*Work request*
In the entries below, find each line bearing the string "short" and copy it.

Items from a dataset:
__________________________________________________
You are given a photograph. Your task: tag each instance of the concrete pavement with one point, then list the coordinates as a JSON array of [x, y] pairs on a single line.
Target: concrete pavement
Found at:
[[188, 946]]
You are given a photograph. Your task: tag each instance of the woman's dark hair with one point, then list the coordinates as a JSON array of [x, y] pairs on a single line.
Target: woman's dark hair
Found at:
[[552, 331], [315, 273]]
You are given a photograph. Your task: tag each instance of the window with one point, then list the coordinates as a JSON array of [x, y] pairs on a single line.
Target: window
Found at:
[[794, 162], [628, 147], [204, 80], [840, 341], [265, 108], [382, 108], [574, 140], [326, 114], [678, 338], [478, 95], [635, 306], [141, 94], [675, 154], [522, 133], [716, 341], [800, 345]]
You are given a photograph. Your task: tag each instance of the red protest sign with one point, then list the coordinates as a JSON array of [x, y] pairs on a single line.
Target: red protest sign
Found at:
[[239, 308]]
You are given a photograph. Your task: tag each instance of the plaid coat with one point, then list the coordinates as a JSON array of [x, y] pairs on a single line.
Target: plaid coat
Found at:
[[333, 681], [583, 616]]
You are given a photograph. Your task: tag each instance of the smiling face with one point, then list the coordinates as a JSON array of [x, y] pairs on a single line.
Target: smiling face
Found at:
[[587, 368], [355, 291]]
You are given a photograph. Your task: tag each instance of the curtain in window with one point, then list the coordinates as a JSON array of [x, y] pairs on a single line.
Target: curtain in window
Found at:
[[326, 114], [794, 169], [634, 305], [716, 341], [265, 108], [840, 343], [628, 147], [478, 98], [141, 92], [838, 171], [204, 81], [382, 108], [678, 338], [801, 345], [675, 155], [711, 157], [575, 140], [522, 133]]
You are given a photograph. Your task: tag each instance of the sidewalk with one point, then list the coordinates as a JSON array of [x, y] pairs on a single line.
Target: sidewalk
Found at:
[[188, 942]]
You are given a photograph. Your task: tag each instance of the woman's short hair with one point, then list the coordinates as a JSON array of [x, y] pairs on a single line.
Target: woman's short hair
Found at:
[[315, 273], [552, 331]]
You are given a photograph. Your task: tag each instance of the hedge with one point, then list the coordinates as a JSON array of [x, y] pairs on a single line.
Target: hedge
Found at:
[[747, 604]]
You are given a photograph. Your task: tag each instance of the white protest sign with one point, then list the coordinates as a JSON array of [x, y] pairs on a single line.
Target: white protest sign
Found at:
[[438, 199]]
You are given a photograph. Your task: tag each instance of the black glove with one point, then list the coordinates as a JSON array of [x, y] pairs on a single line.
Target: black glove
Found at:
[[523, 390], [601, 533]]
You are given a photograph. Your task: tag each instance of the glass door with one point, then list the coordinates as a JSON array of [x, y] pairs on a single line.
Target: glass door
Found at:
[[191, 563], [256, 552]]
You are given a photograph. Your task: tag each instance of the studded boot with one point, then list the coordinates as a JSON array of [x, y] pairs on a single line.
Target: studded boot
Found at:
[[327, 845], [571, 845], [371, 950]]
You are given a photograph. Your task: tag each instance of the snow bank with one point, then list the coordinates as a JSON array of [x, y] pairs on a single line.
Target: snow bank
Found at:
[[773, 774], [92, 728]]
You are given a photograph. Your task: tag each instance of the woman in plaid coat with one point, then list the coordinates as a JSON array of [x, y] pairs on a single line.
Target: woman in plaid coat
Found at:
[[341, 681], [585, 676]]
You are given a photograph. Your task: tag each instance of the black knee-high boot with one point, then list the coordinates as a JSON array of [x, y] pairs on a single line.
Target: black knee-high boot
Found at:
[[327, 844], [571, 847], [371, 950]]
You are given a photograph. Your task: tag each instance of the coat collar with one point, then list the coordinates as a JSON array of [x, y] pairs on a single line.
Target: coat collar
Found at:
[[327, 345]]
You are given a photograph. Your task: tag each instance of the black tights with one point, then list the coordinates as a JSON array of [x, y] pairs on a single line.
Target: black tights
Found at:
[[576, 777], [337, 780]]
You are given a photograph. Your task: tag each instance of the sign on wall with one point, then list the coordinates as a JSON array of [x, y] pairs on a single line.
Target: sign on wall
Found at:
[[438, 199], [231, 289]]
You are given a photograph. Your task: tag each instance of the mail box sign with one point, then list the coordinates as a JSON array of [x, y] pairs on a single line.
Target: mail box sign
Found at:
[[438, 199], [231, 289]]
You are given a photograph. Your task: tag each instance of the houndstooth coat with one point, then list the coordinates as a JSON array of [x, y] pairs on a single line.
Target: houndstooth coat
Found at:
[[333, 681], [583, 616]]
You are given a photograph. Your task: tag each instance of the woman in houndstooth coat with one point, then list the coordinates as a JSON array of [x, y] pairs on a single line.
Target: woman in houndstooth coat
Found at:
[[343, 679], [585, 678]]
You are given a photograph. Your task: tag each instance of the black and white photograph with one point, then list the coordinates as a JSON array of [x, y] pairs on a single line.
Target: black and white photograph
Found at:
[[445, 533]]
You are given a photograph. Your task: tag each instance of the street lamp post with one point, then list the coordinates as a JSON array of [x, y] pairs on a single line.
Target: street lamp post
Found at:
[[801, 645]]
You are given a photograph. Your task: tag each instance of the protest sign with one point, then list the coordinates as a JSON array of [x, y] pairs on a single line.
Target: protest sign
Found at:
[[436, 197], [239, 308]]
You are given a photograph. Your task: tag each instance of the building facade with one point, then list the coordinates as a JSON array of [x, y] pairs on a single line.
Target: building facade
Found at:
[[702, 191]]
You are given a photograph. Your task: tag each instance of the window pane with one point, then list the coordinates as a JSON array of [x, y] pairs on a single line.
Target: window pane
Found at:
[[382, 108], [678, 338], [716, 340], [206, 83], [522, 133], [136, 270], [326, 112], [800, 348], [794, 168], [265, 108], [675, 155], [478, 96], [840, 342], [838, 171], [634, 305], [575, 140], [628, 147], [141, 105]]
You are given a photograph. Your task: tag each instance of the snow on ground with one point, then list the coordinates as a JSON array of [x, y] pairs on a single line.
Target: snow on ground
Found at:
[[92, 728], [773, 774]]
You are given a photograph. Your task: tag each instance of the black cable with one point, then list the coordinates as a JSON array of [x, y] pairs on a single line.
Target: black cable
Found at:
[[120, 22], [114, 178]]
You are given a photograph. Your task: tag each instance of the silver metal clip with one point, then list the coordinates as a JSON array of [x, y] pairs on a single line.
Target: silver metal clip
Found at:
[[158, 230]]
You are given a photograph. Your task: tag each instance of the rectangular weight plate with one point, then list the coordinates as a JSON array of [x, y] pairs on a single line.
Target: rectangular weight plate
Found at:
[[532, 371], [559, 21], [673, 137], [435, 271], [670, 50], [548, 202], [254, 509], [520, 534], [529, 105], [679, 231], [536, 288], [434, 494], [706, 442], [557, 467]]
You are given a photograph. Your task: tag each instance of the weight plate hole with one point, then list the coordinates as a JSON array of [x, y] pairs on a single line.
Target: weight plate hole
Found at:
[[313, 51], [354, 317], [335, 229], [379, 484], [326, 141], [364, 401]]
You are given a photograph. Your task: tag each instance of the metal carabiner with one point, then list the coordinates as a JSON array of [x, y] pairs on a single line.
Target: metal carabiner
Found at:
__________________________________________________
*Reply*
You are given a photograph. Your task: tag each instance of the woman's short hair with one point, then list the coordinates as a JSON array of [x, y] pairs on a single line.
Target: woman's short hair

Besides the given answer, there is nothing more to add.